Set down, word for word, only the lines from the start of the records through the line bearing "written like (391,190)."; include no pictures.

[Image-grounded pointing data]
··········
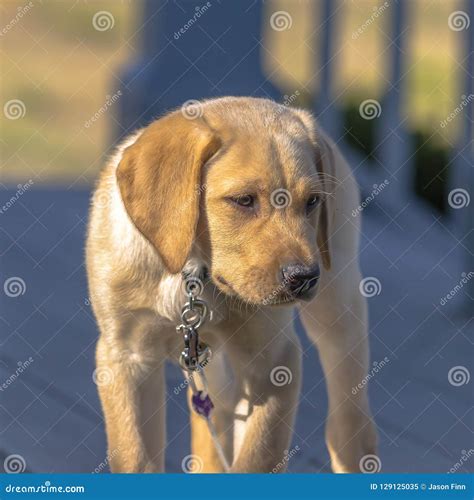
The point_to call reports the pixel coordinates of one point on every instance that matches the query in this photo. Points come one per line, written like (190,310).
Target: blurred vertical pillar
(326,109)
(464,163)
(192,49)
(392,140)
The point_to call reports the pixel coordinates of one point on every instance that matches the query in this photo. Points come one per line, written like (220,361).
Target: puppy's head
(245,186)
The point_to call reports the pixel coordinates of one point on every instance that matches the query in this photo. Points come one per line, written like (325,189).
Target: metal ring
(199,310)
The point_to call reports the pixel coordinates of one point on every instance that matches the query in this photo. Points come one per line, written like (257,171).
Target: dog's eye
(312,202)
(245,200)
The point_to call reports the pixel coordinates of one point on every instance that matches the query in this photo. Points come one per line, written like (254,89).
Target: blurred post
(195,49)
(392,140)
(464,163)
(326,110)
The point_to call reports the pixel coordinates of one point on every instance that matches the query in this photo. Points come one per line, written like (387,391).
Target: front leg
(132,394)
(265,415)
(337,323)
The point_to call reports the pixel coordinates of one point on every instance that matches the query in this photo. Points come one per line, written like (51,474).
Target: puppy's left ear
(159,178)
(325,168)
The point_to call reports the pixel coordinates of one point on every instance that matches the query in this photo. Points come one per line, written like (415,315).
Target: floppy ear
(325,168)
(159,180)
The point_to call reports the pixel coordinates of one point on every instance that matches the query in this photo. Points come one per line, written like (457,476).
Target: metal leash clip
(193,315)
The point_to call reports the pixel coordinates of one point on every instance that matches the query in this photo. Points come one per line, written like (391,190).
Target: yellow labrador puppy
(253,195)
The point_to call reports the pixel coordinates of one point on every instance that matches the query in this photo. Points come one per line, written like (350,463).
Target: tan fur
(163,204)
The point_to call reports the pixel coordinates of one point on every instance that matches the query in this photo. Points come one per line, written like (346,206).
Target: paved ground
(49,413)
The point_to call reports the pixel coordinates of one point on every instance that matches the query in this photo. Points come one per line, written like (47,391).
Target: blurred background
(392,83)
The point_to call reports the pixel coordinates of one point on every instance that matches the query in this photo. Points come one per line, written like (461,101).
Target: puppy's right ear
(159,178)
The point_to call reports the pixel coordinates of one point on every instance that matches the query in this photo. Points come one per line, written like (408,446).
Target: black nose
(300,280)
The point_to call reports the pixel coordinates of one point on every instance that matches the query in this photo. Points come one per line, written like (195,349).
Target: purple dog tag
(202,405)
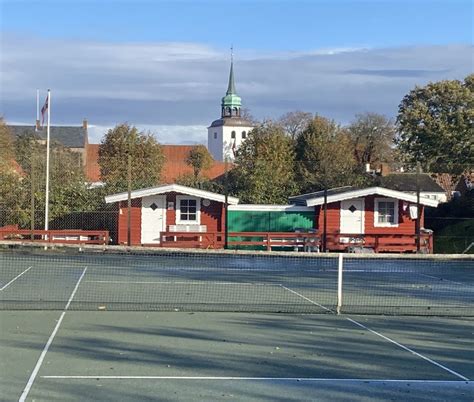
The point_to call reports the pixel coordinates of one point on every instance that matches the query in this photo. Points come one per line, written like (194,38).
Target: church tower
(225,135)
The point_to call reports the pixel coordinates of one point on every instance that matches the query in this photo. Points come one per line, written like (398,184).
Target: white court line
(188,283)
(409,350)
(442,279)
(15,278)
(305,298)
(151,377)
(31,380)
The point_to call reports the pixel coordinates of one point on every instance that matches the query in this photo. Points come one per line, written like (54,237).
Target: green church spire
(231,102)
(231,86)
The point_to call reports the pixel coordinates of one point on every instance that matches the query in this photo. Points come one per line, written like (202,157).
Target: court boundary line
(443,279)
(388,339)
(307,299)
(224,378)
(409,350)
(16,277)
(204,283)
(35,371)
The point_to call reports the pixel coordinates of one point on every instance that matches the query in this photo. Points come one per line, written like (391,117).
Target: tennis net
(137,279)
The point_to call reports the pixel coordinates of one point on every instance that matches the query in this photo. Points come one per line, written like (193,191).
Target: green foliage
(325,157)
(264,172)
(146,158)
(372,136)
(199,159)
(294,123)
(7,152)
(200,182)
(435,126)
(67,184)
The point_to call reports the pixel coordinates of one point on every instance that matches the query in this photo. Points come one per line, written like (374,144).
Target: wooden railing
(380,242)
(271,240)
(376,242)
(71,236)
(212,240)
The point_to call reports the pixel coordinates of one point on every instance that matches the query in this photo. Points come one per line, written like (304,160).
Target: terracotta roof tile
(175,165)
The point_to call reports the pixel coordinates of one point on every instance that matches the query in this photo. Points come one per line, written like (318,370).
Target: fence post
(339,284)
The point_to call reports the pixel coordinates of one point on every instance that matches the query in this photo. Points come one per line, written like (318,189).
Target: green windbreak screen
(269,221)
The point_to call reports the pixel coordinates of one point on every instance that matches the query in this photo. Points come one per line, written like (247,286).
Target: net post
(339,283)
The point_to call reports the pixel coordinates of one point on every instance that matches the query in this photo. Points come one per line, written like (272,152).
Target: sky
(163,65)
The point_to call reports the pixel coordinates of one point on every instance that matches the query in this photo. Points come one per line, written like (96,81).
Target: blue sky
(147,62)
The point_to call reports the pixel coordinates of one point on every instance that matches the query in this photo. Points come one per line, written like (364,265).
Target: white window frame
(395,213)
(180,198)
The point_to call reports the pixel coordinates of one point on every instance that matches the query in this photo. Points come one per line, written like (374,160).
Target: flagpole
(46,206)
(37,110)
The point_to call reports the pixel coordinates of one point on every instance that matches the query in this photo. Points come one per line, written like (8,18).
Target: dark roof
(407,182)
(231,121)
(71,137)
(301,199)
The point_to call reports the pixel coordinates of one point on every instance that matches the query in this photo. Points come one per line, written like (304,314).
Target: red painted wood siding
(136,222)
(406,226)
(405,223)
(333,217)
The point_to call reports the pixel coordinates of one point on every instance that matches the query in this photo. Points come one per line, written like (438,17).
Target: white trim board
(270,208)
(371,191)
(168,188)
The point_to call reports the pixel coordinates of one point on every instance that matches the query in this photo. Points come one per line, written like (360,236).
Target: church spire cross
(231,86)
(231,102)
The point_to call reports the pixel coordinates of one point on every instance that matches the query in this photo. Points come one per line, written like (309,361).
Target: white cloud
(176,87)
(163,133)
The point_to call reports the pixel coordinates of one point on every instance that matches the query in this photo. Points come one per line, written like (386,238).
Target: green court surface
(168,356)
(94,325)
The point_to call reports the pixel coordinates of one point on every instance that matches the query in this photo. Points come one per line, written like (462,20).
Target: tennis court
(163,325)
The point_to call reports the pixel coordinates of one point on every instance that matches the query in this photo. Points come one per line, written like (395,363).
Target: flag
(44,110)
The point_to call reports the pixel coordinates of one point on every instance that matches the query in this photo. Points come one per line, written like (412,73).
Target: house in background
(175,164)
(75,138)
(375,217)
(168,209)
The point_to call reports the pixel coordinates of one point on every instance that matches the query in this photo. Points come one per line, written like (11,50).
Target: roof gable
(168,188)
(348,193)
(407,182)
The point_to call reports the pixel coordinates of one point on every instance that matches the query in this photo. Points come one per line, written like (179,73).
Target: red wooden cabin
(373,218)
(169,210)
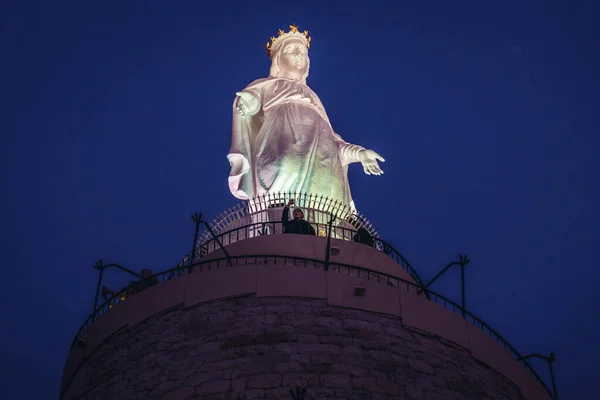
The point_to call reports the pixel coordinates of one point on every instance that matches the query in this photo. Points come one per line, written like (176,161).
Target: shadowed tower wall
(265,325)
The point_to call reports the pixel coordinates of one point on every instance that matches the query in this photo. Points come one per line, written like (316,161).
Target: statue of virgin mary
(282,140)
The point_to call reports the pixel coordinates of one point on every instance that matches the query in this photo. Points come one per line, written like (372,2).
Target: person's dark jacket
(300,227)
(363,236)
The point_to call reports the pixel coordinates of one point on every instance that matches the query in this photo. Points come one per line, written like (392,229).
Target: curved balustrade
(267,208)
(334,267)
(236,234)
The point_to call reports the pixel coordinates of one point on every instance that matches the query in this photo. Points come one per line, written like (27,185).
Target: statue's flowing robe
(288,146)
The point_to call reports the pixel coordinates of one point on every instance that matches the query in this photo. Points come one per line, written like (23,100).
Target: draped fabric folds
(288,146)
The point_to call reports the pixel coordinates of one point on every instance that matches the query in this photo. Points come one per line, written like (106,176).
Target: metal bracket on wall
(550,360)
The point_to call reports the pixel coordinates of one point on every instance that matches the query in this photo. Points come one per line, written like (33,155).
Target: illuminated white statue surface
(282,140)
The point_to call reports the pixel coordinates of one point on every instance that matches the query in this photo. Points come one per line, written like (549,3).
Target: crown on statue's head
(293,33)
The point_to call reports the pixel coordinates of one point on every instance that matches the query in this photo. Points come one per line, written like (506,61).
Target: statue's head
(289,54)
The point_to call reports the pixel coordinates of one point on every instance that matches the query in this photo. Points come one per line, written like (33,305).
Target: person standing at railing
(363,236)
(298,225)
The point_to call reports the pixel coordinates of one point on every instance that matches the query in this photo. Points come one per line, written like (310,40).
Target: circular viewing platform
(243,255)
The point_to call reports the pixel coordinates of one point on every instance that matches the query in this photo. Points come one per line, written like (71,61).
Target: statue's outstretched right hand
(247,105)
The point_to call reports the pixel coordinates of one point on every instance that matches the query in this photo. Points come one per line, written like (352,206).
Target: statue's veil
··········
#### [Answer below]
The point_to call reports the pixel coordinates of one point on every instance that matches the query in this photo. Points come one per line, written like (190,310).
Target: blurred vertical pillar
(326,109)
(464,163)
(192,49)
(392,140)
The point_to call reports the pixel coordinates of one point on every instance that matches the query in this photo. Points come one per line, written like (220,361).
Target: puppy's head
(245,186)
The point_to call reports the pixel coordinates of one point on every instance that matches the query in this photo. Points come one per line, written like (325,189).
Target: metal ring
(199,310)
The point_to call reports the pixel coordinates of one point on every instance that matches the query in this photo. Points come one per line, written like (257,171).
Target: dog's eye
(312,202)
(245,200)
The point_to call reports the pixel coordinates of one point on every instance that matches the query in this photo. Points come one per line, written like (254,89).
Target: blurred post
(195,49)
(392,140)
(464,163)
(326,110)
The point_to call reports the pixel coordinates of one point on every instance that matches the query in this photo. Points come one per line, written like (387,391).
Target: front leg
(132,394)
(265,415)
(337,323)
The point_to call reports the pixel coordinates of one point on every instance that matches the query in this photo. Points come one per line, written like (51,474).
Target: puppy's left ear
(159,178)
(325,168)
The point_to call reports the pixel coordinates of one point on every instance that matches the query in this photo. Points come one per line, written like (415,315).
Target: floppy ear
(325,168)
(159,180)
The point_to call reports the pixel coordinates of one point on every instance that matches the query in this photo. Points come one per line, written like (457,476).
Target: metal leash clip
(193,315)
The point_to call reports the pixel coordinates of one point on every instance that matches the query in this photo. Points come one per line, written like (391,190).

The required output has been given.